Change "white building" to "parked car" in the lines below and write the lines out again with everything else left as it is.
###
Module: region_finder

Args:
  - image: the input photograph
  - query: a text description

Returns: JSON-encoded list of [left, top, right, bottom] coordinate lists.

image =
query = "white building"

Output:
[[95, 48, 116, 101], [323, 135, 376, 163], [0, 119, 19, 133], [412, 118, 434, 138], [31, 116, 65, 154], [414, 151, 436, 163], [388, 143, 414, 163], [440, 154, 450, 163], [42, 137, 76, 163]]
###
• _Complete response_
Module: region_finder

Args:
  - image: the input photograph
  - query: a text description

Returns: JSON-encoded list of [left, top, right, bottom] coordinate lists.

image =
query = "parked car"

Output:
[[95, 48, 116, 101], [323, 135, 376, 163], [0, 119, 19, 133], [412, 118, 434, 138], [31, 116, 65, 154], [414, 151, 436, 163], [388, 143, 414, 163], [440, 154, 450, 163], [42, 137, 76, 163]]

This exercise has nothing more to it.